### Challenge:
Turn each line of the records below into a string in a JSON list, one string per line, and leave out any blank lines.

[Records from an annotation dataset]
┄┄┄┄┄┄
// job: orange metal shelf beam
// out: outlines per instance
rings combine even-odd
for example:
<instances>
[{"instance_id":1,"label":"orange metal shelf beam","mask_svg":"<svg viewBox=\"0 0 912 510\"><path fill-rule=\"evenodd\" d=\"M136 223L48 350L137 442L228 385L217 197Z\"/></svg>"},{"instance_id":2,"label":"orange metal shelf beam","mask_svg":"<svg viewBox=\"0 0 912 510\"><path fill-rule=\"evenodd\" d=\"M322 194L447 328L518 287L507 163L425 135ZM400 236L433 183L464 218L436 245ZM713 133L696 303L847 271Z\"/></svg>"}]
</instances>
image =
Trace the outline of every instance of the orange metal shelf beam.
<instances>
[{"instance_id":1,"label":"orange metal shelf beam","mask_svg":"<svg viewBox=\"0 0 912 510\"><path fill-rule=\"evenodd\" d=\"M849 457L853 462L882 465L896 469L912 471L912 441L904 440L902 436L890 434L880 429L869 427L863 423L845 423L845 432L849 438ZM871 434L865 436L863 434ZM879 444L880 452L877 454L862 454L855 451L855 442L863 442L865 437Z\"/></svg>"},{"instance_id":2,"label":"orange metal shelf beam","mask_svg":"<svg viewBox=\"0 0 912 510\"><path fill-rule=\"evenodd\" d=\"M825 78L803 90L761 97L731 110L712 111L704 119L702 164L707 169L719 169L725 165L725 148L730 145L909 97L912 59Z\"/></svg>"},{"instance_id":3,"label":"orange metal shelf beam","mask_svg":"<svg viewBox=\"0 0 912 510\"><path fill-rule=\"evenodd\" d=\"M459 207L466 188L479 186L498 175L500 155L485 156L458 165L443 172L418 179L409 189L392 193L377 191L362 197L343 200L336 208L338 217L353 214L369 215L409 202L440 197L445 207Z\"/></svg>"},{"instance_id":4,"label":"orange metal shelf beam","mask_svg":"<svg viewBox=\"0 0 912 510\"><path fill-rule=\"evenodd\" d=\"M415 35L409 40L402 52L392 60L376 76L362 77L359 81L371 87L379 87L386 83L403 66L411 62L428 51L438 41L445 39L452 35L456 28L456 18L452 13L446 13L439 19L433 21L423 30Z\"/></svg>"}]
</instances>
┄┄┄┄┄┄
### Response:
[
  "// job: orange metal shelf beam",
  "// out: outlines per instance",
  "rings combine even-odd",
  "for example:",
  "<instances>",
  "[{\"instance_id\":1,\"label\":\"orange metal shelf beam\",\"mask_svg\":\"<svg viewBox=\\\"0 0 912 510\\\"><path fill-rule=\\\"evenodd\\\" d=\\\"M136 223L48 350L137 442L228 385L217 197Z\\\"/></svg>\"},{\"instance_id\":2,\"label\":\"orange metal shelf beam\",\"mask_svg\":\"<svg viewBox=\\\"0 0 912 510\\\"><path fill-rule=\\\"evenodd\\\" d=\\\"M322 194L447 328L518 287L507 163L425 135ZM400 236L433 183L464 218L436 245ZM713 133L696 303L847 271Z\\\"/></svg>\"}]",
  "</instances>",
  "image =",
  "Trace the outline of every instance of the orange metal shelf beam.",
  "<instances>",
  "[{\"instance_id\":1,\"label\":\"orange metal shelf beam\",\"mask_svg\":\"<svg viewBox=\\\"0 0 912 510\\\"><path fill-rule=\\\"evenodd\\\" d=\\\"M849 457L853 462L882 465L896 469L912 471L912 441L904 440L902 436L890 434L880 429L869 427L863 423L845 423L845 432L849 438ZM871 434L865 436L863 434ZM879 444L880 452L877 454L862 454L855 451L855 442L863 442L865 437Z\\\"/></svg>\"},{\"instance_id\":2,\"label\":\"orange metal shelf beam\",\"mask_svg\":\"<svg viewBox=\\\"0 0 912 510\\\"><path fill-rule=\\\"evenodd\\\" d=\\\"M825 78L803 90L761 97L731 110L712 111L704 119L702 164L707 169L719 169L725 165L725 148L730 145L909 97L912 59Z\\\"/></svg>\"},{\"instance_id\":3,\"label\":\"orange metal shelf beam\",\"mask_svg\":\"<svg viewBox=\\\"0 0 912 510\\\"><path fill-rule=\\\"evenodd\\\" d=\\\"M459 207L466 188L479 186L498 175L500 155L485 156L458 165L443 172L418 179L409 189L392 193L377 191L362 197L343 200L336 208L338 217L353 214L369 215L409 202L440 197L445 207Z\\\"/></svg>\"},{\"instance_id\":4,\"label\":\"orange metal shelf beam\",\"mask_svg\":\"<svg viewBox=\\\"0 0 912 510\\\"><path fill-rule=\\\"evenodd\\\" d=\\\"M415 35L409 40L402 52L392 60L376 76L362 77L359 81L371 87L379 87L386 83L403 66L411 62L428 51L438 41L445 39L452 35L456 28L456 18L452 13L446 13L439 19L433 21L423 30Z\\\"/></svg>\"}]",
  "</instances>"
]